▸ Brano da leggere:
»»

In questo momento così complesso, caratterizzato dalla globalizzazione, dall’incontro/scontro con storie e culture differenti e da una sorta di “onnipotenza” tecnologica che ci inquieta, si sente sempre più la necessità di nuovi pensieri e pratiche che ci aiutino a distinguere ciò che è vero da ciò che è “fake” e che ci mostrino nuovi orizzonti, più generativi. Ma dove trovare delle indicazioni che ci aiutino a vedere le nuove vie da intraprendere? Luisa Pogliana nel libro “Esplorare i confini – Storie di donne di donne che cambiano le aziende” ci dà alcuni suggerimenti.
Le donne, dice lei, si muovono in modo diverso, sanno “misurarsi con i vincoli senza perdere il proprio orientamento, trovare un equilibrio tra libertà e necessità”, maturano “le decisioni tarandosi sulla situazione che hanno davanti, su quello che a loro sembra giusto e possibile anche se non sostenuto dalle consuetudini. Avviano un processo e lo sviluppano misurandosi via via con la realtà. Non è una riduttiva questione di pragmatismo, è un modo di pensare libero da pregiudizi attento alla specificità, alle circostanze, al contesto umano e affettivo”.
E’ un modo di fare che fa parte dell’esperienza di molte donne, e che è ora importante portare alla luce, dando valore a questo “metodo esemplare”, che molto spesso negli anni non è stato compreso, che è stato trattato come “banale buon senso”, come uno “stare troppo nel presente” senza avere un modello e una visione sul futuro.

««

▸ Compito a: Riscrivi tutte le righe delle Voci di puntamento su oggetti indicati per nome qui sotto, richieste comprese. Moltiplica per 0,35 ogni coordinata delle risposte e arrotonda all'intero, con le metà per eccesso, senza riportare le immagini.

Voci di puntamento su oggetti indicati per nome:

»»

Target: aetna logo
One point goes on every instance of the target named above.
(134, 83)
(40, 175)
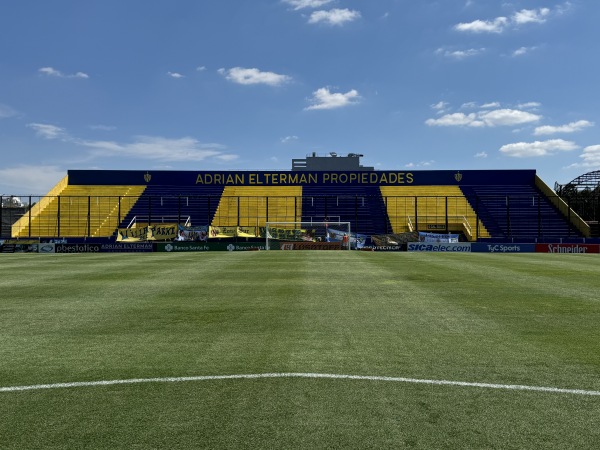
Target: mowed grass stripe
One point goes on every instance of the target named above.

««

▸ Compito b: Secondo il brano, come è stato spesso trattato negli anni il "metodo esemplare" delle donne?

▸ Soluzione a:
Target: aetna logo
One point goes on every instance of the target named above.
(47, 29)
(14, 61)
Target: mowed grass stripe
One point goes on every instance of the target named above.

▸ Soluzione b: Come "banale buon senso", come uno "stare troppo nel presente" senza avere un modello e una visione sul futuro.